(Task set)
1. Rewrite the paragraph of the Adrian Allinson biography that begins "After leaving Wycliffe College" as a short bulleted list that keeps its main facts.
2. Carry on the Adrian Allinson biography from its final sentence, keeping the same tone.

(Selected text)
Adrian Paul Allinson (9 January 1890 – 20 February 1959) was a British painter, potter and engraver known for his landscapes of Southern Europe and North Africa, and for a series of notable posters he made for London Transport.

== Life and career ==
Allinson was born in London, the eldest son of a doctor, Thomas Allinson, whose advocacy of vegetarianism and contraception had led to his being struck off the medical register. His mother Anna Allinson (née Pulvermacher), the granddaughter of a Polish rabbi, was a portrait painter who had studied in Berlin. His brother was physician Bertrand P. Allinson.

After leaving Wycliffe College, Allinson began studying medicine, but gave this up and turned instead to art, gaining a scholarship in his second year at the Slade School of Fine Art. Graduating in 1910, he travelled to Europe to study in Paris and in Munich. Following his first exhibition, at the Alpine Club Gallery, in February 1911, he became one of the founding members of the Camden Town Group, and with other members later joined with the Vorticists to form The London Group.

(Extracted records)
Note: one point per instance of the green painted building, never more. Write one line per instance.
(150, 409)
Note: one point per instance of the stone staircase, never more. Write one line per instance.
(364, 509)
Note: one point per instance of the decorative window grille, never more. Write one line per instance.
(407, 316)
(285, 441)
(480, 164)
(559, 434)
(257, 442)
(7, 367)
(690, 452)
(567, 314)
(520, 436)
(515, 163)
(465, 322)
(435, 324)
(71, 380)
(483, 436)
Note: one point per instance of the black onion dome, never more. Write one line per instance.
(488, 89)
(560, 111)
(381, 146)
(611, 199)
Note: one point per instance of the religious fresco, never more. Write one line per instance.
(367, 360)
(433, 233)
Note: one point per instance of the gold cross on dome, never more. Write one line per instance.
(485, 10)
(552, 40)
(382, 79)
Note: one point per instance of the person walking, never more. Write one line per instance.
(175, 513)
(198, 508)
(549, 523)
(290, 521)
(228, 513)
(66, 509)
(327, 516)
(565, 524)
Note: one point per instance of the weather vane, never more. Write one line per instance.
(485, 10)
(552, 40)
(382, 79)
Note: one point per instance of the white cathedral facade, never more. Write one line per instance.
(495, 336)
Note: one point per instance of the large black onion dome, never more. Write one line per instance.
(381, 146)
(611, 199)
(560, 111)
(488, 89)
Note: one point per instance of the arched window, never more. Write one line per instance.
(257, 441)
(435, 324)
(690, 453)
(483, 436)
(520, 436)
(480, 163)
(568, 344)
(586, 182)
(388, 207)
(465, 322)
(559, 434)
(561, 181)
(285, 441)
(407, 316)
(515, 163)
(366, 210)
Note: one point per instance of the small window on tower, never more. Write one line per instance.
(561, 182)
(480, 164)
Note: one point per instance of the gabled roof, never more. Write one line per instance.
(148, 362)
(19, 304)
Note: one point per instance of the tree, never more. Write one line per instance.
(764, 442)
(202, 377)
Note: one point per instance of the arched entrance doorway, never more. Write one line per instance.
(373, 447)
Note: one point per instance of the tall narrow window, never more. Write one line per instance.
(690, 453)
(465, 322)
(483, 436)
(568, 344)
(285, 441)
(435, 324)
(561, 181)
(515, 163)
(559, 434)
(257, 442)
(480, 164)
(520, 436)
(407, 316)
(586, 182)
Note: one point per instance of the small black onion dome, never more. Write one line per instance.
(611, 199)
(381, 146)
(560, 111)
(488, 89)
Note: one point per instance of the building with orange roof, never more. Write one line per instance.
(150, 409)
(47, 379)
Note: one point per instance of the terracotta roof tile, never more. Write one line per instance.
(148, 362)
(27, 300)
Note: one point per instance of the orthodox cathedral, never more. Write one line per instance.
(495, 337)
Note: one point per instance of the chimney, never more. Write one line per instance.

(Response list)
1.
- After Wycliffe College, he began studying medicine but gave it up for art.
- He won a scholarship in his second year at the Slade School of Fine Art and graduated in 1910.
- He then studied in Paris and Munich.
- His first exhibition was at the Alpine Club Gallery in February 1911.
- He afterward became a founding member of the Camden Town Group.
- With other members of that group, he later joined the Vorticists to form The London Group.

2.
A pacifist, Allinson associated himself with the Bloomsbury Group during the First World War, producing drawings for the Daily Express newspaper and one of his most important works, a scene inside the Café Royal made in 1915–16. He also designed sets for the Beecham Opera Company. In 1916 he was registered as a conscientious objector.

Following the war he again travelled to Europe. He became a member of the Royal Society of British Artists in 1933 and of the Royal Institute of Oil Painters in 1936. During the 1930s he made a series of posters for London Transport, and for the Empire Marketing Board. He was selected as a government war artist by the War Artists Advisory Committee during World War II. After the war, he taught at the Westminster Technical Institute. Some months before his death, he participated in the creation of a wax sculpture of Kwame Nkrumah for Madame Tussauds.

Allinson died on 20 February 1959.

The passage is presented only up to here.